## [Task objective]
Every record that follows should be copied exactly. No picture belongs in the copy.

## [Data extracts]
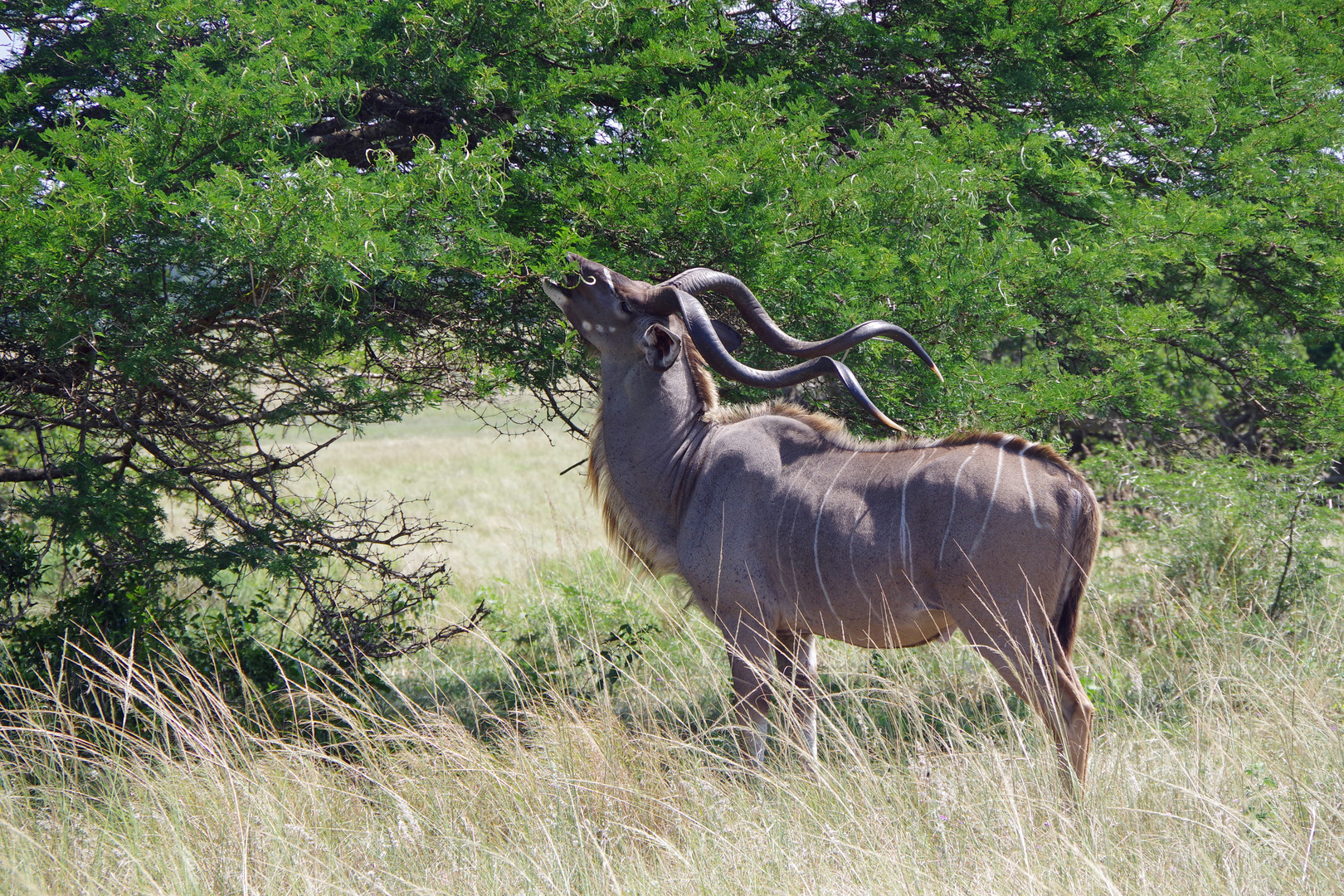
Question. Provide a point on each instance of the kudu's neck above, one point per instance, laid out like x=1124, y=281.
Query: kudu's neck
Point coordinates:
x=652, y=430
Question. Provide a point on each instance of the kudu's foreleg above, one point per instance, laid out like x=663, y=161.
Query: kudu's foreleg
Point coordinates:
x=796, y=657
x=750, y=655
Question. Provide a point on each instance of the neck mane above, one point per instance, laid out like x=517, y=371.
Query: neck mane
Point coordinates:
x=637, y=547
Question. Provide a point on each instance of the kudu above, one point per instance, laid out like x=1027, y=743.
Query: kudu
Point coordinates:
x=788, y=528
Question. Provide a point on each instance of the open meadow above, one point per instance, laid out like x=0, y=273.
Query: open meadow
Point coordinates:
x=580, y=742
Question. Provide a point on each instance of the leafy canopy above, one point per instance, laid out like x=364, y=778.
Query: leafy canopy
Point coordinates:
x=219, y=221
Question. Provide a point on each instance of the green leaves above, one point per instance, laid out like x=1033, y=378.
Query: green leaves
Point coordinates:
x=1108, y=222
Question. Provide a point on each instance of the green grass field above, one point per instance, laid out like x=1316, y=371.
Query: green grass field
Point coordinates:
x=580, y=743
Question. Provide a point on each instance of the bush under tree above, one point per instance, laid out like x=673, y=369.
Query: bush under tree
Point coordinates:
x=225, y=221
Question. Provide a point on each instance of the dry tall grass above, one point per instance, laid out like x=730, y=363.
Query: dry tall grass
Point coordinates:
x=558, y=751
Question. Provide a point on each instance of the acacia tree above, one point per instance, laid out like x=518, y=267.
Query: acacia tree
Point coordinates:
x=221, y=218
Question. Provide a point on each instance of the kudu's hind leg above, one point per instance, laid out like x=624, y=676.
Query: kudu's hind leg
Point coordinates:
x=796, y=657
x=1018, y=640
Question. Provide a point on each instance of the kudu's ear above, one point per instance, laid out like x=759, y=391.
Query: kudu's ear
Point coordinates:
x=730, y=338
x=660, y=347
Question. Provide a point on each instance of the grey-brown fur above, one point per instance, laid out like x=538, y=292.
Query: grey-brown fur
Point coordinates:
x=785, y=527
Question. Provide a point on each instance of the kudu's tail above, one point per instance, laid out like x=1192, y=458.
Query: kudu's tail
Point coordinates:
x=1083, y=551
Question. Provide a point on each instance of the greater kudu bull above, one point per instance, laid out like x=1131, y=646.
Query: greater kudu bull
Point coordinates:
x=786, y=528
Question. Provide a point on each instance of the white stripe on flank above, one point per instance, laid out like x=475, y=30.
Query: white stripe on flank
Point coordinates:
x=903, y=536
x=816, y=531
x=1025, y=481
x=990, y=509
x=952, y=511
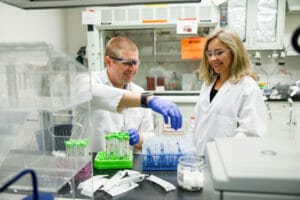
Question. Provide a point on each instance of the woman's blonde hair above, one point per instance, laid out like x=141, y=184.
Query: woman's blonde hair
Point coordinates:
x=240, y=66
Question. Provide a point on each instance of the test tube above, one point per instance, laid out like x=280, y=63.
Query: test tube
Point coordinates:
x=77, y=148
x=127, y=147
x=69, y=147
x=72, y=149
x=121, y=148
x=86, y=142
x=108, y=145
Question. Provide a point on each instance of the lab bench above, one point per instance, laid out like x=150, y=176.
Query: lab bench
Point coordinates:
x=148, y=190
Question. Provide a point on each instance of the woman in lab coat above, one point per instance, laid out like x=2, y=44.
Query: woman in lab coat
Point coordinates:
x=230, y=102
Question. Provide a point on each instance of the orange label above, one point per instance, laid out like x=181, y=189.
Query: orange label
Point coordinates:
x=192, y=47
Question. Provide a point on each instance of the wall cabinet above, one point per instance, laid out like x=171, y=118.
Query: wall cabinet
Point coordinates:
x=260, y=23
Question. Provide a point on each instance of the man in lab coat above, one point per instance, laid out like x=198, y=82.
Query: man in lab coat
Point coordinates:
x=122, y=60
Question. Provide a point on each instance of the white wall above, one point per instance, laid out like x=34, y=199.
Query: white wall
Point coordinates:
x=18, y=25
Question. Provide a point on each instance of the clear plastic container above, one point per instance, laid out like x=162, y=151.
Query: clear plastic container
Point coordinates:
x=190, y=172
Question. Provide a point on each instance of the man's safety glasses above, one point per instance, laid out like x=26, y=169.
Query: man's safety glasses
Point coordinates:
x=127, y=62
x=217, y=53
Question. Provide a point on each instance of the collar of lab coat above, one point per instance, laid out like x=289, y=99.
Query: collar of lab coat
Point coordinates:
x=226, y=87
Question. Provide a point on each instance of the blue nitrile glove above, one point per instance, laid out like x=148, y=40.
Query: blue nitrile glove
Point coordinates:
x=167, y=109
x=134, y=136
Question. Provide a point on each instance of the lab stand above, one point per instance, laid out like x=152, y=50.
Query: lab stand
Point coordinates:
x=38, y=95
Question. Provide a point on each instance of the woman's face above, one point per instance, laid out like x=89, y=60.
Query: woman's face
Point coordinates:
x=219, y=57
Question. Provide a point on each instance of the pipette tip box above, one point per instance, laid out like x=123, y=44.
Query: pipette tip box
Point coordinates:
x=103, y=161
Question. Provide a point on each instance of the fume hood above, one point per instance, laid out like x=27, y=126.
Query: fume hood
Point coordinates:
x=43, y=4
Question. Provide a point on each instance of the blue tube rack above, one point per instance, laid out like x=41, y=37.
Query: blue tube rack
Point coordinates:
x=160, y=162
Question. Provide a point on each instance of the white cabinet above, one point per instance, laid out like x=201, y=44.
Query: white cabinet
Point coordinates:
x=260, y=23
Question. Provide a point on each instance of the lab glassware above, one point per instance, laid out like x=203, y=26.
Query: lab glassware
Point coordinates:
x=190, y=172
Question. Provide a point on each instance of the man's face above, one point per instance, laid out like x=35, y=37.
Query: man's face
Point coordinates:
x=122, y=70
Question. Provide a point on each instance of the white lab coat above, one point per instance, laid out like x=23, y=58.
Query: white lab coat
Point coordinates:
x=236, y=110
x=103, y=116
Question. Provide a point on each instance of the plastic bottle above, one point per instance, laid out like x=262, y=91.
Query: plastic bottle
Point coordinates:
x=174, y=82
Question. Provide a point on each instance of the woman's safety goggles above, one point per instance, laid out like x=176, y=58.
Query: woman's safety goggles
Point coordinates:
x=217, y=53
x=125, y=61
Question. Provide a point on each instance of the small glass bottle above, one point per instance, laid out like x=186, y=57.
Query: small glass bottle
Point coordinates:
x=190, y=172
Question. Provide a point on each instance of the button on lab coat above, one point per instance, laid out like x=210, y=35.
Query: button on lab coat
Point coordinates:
x=236, y=110
x=103, y=121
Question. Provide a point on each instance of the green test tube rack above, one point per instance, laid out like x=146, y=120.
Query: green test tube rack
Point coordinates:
x=116, y=155
x=103, y=161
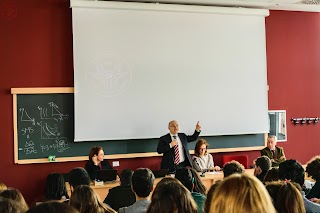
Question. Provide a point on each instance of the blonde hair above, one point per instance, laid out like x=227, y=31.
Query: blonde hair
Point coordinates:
x=15, y=195
x=3, y=186
x=283, y=194
x=86, y=200
x=241, y=194
x=199, y=143
x=171, y=196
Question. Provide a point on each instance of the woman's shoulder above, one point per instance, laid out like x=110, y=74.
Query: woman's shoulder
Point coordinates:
x=195, y=157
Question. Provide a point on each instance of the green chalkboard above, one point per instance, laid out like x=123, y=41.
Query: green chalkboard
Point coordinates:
x=45, y=126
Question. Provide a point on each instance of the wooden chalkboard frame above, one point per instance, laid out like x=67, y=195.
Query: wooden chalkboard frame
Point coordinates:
x=60, y=90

## [Exercise result]
Question. Provide a point on each instance of the kudu's neck above, one point per instance, laid out like x=1124, y=281.
Query: kudu's neck
Point coordinates:
x=652, y=430
Question. Provide a point on each instance of the kudu's foreleg above, one point per instance, laid out like x=663, y=161.
Query: kudu's foreleg
Point coordinates:
x=796, y=657
x=750, y=655
Question. Provide a point on each instance of the neck mane above, one point per instance, laid out like x=517, y=371.
Query: neck mane
Point coordinates:
x=637, y=547
Question. Provide a point on each instance of the kudu above, one point per instance, laid out like x=1027, y=743.
Query: kudu
Point coordinates:
x=788, y=528
Question. Provide a point on each instance of the open meadow above, one point per instance, laid out like x=0, y=273.
Query: open meadow
Point coordinates:
x=580, y=742
Question. Provide a point on each instance of the leafy canopy above, one point per instance, laid out like x=364, y=778.
Query: leafy canopy
Point coordinates:
x=219, y=221
Question. Provide a point on each instance of the green leaves above, one point per instance, laid out like x=1033, y=378.
Query: green leaves
Point coordinates:
x=1108, y=222
Question. Provide a point on each instance of the green grass field above, one point per instance, laid out like x=1316, y=371.
Query: green grass field
Point coordinates:
x=580, y=743
Question. Provide a point on each instance of the bush under tree above, one point per instance, laid out like x=673, y=369.
Query: bush under tree
Point coordinates:
x=225, y=221
Question. Provide a point on each instance of the dry tall grass above, one point per instance, laid out like x=730, y=363.
Query: dry tall grass
Point coordinates:
x=558, y=751
Question. Provide a point on each instance of the acacia tree above, one point per instance, laid out like x=518, y=267.
Query: acacia tree
Point coordinates:
x=221, y=218
Question. Provide a point on each instance of the kudu's hind leg above, one point per instance, laid out like x=624, y=676.
Query: kudu's hind leg
Point coordinates:
x=796, y=657
x=1018, y=640
Question. Provide a point on each instance of the kudu's ear above, one point per instance, laid out like x=759, y=391.
Query: kudu's ear
Point coordinates:
x=730, y=338
x=660, y=347
Question. Provide a point on each instance of the grey-brown fur above, one point per instance, laid out like x=538, y=292.
Query: grey-brown fur
Point coordinates:
x=785, y=527
Question. Provide a point on each instance of the kudu's tail above, one point per instance, laid out like x=1192, y=458.
Query: kudu's tail
Point coordinates:
x=1083, y=551
Question. Provide a point on each instance of the greater kudu bull above, one point per instance, laid out like x=1131, y=646.
Query: greater kudu bull
Point coordinates:
x=786, y=528
Question. Provide a point on each instance of the white stripe on flank above, one point per instance, laid out like x=475, y=30.
Query: white stripe on flank
Point coordinates:
x=903, y=536
x=816, y=531
x=1025, y=481
x=990, y=509
x=952, y=511
Question. Provide a point on each instance of the woman's blonde hair above, one point per instance, laid out like x=141, y=184.
Query: woman's blonde hair
Point coordinates:
x=240, y=66
Question. Provide a point on each instance of the test tube above, one point per instance, laid out like x=280, y=63.
Query: test tube
Point coordinates:
x=77, y=148
x=127, y=147
x=69, y=147
x=72, y=149
x=121, y=148
x=86, y=142
x=108, y=145
Question. Provide a point on each instance of the lab bench above, one point per instance, laid out like x=150, y=176.
Query: lab bench
Point coordinates:
x=148, y=190
Question. Provide a point on each instance of the woman in lab coat above, one point per instance, laid out like x=2, y=44.
Query: woman in lab coat
Point coordinates:
x=230, y=102
Question. Provide a point on each instance of the orange label above, one point per instance, laid out like x=181, y=189.
Query: orange label
Point coordinates:
x=192, y=47
Question. Provide a point on each instance of the wall cabinet above, one point per instance, laid out like x=171, y=118.
Query: wall cabinet
Point coordinates:
x=260, y=23
Question. Provide a point on each instance of the man in lab coat above, one point per instance, laid out like x=198, y=82.
Query: man in lab coat
Point coordinates:
x=122, y=60
Question. Provide a point on each instance of the white wall above, one point per instance, laid out like x=34, y=199.
Query: white wall
Point coordinates:
x=18, y=25
Question. Provide a point on each instance of the clear plastic container above, one point per instance, laid out like x=162, y=151.
Query: clear plastic container
Point coordinates:
x=190, y=172
Question. Provide a point on each instance of the man's safety glasses above, one point per instance, laid out like x=26, y=169.
Query: man's safety glasses
Point coordinates:
x=127, y=62
x=217, y=53
Question. Provide a point on each instance of the collar of lab coat above, one point per instance, laid out like x=289, y=99.
Query: collar of lab coat
Point coordinates:
x=226, y=87
Question. Provide a point on each instance of the blue nitrile glove above, one point per instance, laid out like x=148, y=40.
Query: blue nitrile glove
Point coordinates:
x=167, y=109
x=134, y=136
Question. Provide a point on each instance of the lab stand above, one point per instance, laid out like x=152, y=50.
Query: lab stand
Point coordinates:
x=38, y=95
Question. Provide a point on each instance of the woman's face above, one point per instance, laid out like x=89, y=60.
Query: woman's face
Point coordinates:
x=219, y=57
Question. Provide a point on each instance of the pipette tip box above, one point per instance, laid out like x=123, y=44.
Query: pipette tip box
Point coordinates:
x=103, y=161
Question. Provide a point on each instance of the fume hood above, one point per instance, laid out like x=27, y=126.
Query: fume hood
Point coordinates:
x=43, y=4
Question. Provide a point on each instance of the blue tube rack above, one point per instance, laid out like x=41, y=37.
Query: blue tube rack
Point coordinates:
x=160, y=162
Question. Provide a point on each instance of the white cabinet above, one point per instance, laid out like x=201, y=44.
Query: white cabinet
Point coordinates:
x=260, y=23
Question. Provide a point on each instance of the lab glassware above, one point per instance, laid out like x=203, y=26.
Query: lab glassware
Point coordinates:
x=190, y=172
Question. Provide a point on each instance of the man's face above, one point per instance, laid out like x=35, y=37.
Query: man's face
Point coordinates:
x=122, y=70
Question. Provide a point on each instance of the white lab coat above, one point per instance, laid out like x=23, y=58.
Query: white lab coat
Point coordinates:
x=236, y=110
x=103, y=116
Question. Provide a point on each instance of the plastic bottle above, one point per instance, laid out like x=262, y=91.
Query: plastic bottle
Point coordinates:
x=174, y=82
Question. Provide a point on each instance of the woman's safety goggles above, one point per instance, laid out like x=176, y=58.
Query: woman's safety goggles
Point coordinates:
x=217, y=53
x=125, y=61
Question. Provide a point on each instance of the small glass bottle above, one point per instance, laid out like x=186, y=57.
Query: small glass bottle
Point coordinates:
x=190, y=172
Question. Provide a point on each instance of the button on lab coat above, one point per instance, laid out like x=210, y=35.
Query: button on lab coat
Point coordinates:
x=236, y=110
x=103, y=121
Question. Provide a point on each instance of the green test tube rack above, one point per instance, laid out like x=146, y=120.
Query: green test tube rack
Point coordinates:
x=116, y=155
x=103, y=161
Question. Provide a point on each instance of the blonde hair above, one point per instance, laid out like x=227, y=31.
Query: blonde hair
Point coordinates:
x=15, y=195
x=3, y=186
x=283, y=194
x=86, y=200
x=241, y=194
x=199, y=143
x=171, y=196
Question. Provide a point on each instance of the woman's shoulder above, one point per instance, laid out like x=110, y=74.
Query: woman's shoulder
Point coordinates:
x=195, y=157
Question. Provide a point on each instance of the green chalkboard above, one point per instance, laid out like x=123, y=41.
Query: green chalkboard
Point coordinates:
x=45, y=126
Question. Provide a point on each instance of the wooden chalkboard frame above, one point per instance, laid out like x=67, y=195.
Query: wooden chalkboard frame
Point coordinates:
x=60, y=90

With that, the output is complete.